### WORK TO BE COMPLETED
An exact copy of all the data is the required output.

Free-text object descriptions
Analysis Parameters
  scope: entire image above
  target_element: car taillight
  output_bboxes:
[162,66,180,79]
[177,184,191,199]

### RESPONSE AREA
Analysis Parameters
  scope: entire image above
  target_element: car taillight
  output_bboxes:
[162,66,180,79]
[177,184,191,199]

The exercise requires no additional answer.